# Brano:
Cacciatore elabora in Itto itto ciò che egli definisce “la filologia dell’Enormità discorsiva”3, portata al massimo delle sue potenzialità: il testo come conoscenza totale del reale, simultaneità di procedimenti conoscitivi, tensione all’ubiquità e all’eternità4. È un’operazione, questa del Libro, compiuta con consapevole e coraggiosa inattualità, poiché concepita negli anni ’90, in un panorama storico-culturale segnato dalla frammentazione dei saperi e dalla cosiddetta fine delle metanarrazioni o teorie totalizzanti5.
Mallarmé aspirava ad un libro che elaborasse una tropologia sull’universo, una grande allegoria dell’assoluto: “il libro di tutti i libri” basato sulla “stretta relazione della poesia con l’universo”6 e precisamente sulla giustapposizione di poesia e concezione dell’universo7. Cacciatore dedica interamente Itto itto alla teoria dell’Alterazione, ovvero al fondamento della sua concezione dell’universo – l’incessante trasformazione dell’Energia cosmica –, creando una perfetta identificazione tra concezione cosmologica e scrittura.
Itto itto nasce come forte progetto intellettuale che implica l’elaborazione di una struttura composita, corrispondente alla complessità delle intenzioni dell’autore, e che investe puntualmente ogni sfera del discorso.
Uno degli obbiettivi dichiarati di Mallarmé era l’eliminazione dell’’hasard’, del casuale8. Il Livre è prefigurato come architettura complessa e progettata dettagliatamente in cui dovevano comunque inserirsi l’impulso e l’automatismo della scrittura, consentendo comunque, all’interno dello schema prestabilito, una libertà compositiva che potesse di volta in volta sorprendere il lettore. Tale metodo mallarmeano di “liberté dirigée”9 – una libertà compositiva da praticare all’interno di certi margini – è utilizzato dallo stesso Cacciatore10.
Dallo studio degli autografi ho verificato che ogni paragrafo presenta diverse stesure (fino a 33 stesure dello stesso paragrafo) e le singole stesure non presentano, come di consueto, la riformulazione del medesimo testo, su cui intervengono, di volta in volta, correzioni di particolari nuclei morfologici o sintattici. Si tratta di testi che partono da un punto comune, un sintagma iniziale fisso, prestabilito, a cui fa seguito una scrittura di getto che varia di volta in volta, dando vita a variazioni linguistiche e ritmiche tra una stesura e l’altra.

# Righe fornite:
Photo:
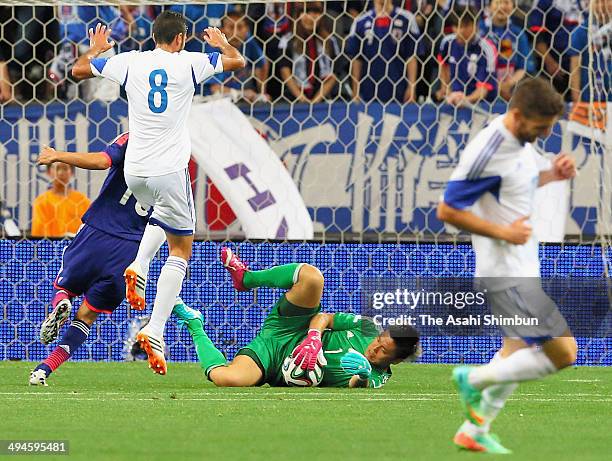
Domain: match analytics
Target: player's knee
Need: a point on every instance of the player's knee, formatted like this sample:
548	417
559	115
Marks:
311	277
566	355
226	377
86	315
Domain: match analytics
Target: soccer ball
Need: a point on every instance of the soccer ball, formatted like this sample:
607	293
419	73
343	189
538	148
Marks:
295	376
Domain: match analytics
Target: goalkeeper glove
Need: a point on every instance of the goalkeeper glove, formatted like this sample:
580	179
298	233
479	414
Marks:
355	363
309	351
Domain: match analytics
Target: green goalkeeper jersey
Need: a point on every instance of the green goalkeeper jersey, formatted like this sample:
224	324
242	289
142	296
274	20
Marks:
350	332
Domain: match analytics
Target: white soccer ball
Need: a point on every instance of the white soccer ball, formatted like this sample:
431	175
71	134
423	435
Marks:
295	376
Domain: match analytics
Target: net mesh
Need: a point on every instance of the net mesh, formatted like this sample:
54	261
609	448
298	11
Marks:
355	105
--
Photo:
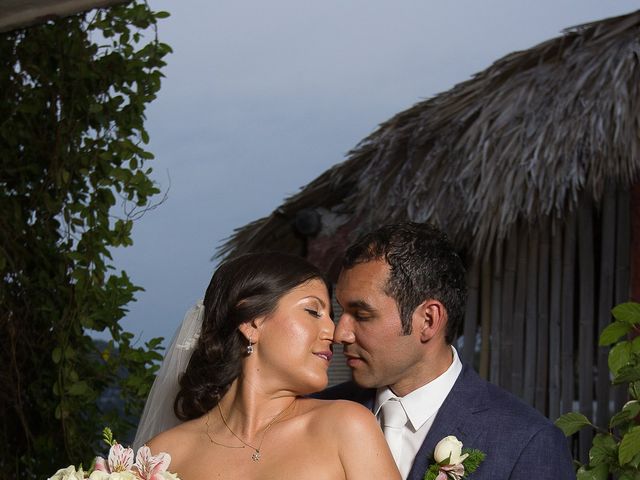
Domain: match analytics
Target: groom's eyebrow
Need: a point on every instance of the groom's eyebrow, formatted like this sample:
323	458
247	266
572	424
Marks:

# Compito assegnato:
Riporta tutte le espressioni che nel brano compaiono tra virgolette doppie.

# Soluzione:
Nel brano compaiono tra virgolette doppie quattro espressioni: “la filologia dell’Enormità discorsiva”, “il libro di tutti i libri”, “stretta relazione della poesia con l’universo” e “liberté dirigée”.